• _TO DO_: Resume the 2008 amendment to the Justice Investors limited partnership agreement from the point where it ends.

• _SUPPLIED TEXT_:
◆ ◆ ◆
EXHIBIT 10.1
2008 AMENDMENT TO THE LIMITED PARTNERSHIP AGREEMENT
THIS
2008 AMENDMENT TO THE LIMITED PARTNERSHIP AGREEMENT
("Amendment"),
dated as of December 1, 2008 (the "Effective Date"), is made by
JUSTICE
INVESTORS, a California partnership (the "Partnership"), PORTSMOUTH
SQUARE,
INC., a California corporation ("Portsmouth" or "Managing General
Partner"),
EVEN CORPORATION, formerly known as "Evon Garage Corporation", a
California
corporation ("Evon" or "Co-General Partner") (Portsmouth and Evon,
each a
"General Partner" and collectively, the "General Partners"), and
the parties
listed on the signature pages of this Amendment (each a "Limited
Partner" and
collectively, the "Limited Partners") (the General Partners and the
Limited
Partners, each a "Partner" and collectively, the "Partners") (the
Partnership
and the Partners, each a "Party" and collectively, the
"Parties").
RECITALS
A.
◆ ◆ ◆
• _EXTRACTED DATA_:
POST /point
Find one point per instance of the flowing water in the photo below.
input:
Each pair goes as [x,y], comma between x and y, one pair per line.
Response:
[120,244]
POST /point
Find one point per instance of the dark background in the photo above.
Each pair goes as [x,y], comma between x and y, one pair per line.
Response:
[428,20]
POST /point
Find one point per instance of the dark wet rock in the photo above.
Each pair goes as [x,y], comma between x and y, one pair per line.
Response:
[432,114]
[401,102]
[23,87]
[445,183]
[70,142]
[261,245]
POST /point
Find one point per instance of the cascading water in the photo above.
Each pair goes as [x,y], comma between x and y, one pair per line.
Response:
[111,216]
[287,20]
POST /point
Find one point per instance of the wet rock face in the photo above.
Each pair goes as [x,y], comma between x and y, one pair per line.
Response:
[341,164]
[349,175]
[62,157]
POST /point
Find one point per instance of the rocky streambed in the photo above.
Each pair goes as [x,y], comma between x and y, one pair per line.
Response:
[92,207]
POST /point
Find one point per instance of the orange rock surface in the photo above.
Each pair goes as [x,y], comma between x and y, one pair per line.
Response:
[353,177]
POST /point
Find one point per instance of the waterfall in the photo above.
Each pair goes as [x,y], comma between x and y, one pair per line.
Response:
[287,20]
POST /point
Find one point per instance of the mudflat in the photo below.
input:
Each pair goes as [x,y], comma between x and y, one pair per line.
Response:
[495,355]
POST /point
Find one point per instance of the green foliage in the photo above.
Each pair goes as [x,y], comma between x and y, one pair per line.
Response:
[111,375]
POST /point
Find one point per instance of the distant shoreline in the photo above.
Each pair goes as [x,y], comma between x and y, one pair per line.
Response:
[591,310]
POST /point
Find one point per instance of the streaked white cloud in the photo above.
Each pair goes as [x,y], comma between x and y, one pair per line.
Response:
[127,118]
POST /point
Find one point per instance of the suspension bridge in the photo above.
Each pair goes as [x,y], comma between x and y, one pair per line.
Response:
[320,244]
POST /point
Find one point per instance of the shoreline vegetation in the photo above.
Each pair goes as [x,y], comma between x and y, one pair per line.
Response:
◆ ◆ ◆
• _TASK RESULT_:
On July 10, 1967,
certain Partners formed the Partnership by filing a
Certificate of Limited Partnership with the Office of the Recorder
of the City
and County of San Francisco on July 10, 1967. The Partners are subject to
that
certain Limited Partnership Agreement dated July 10, 1967, as
amended by that
certain Amended Limited Partnership Agreement dated March 20, 1968,
as amended
by that certain Amended Limited Partnership Agreement dated January
1, 1979
("1979 Restated Agreement"), as amended by that certain Amendment
of
Partnership Agreement dated as of June 27, 2005 ("2005 Amendment").
The
Partners agree that the 1979 Restated Agreement, as amended by the
2005
Amendment (collectively, the "Partnership Agreement") is the
operative document
of the Partnership.
B.
In or around 1983,
Justice Enterprises, Inc., which was one of the two
original general partners, withdrew as a general partner and Evon
was made a
general partner with Portsmouth. Evon has been acting as the
Managing General
Partner of the Partnership, and Portsmouth has been acting as the
other General
Partner.
C.
The Partnership is the
owner of that certain real property located at
750 Kearny Street, San Francisco, California (the "Property"), on
which a hotel
(the "Hotel") and a garage (the "Garage") are located. The Hotel is currently
managed by Prism Hospitality, L.P., a Texas limited partnership
("Prism")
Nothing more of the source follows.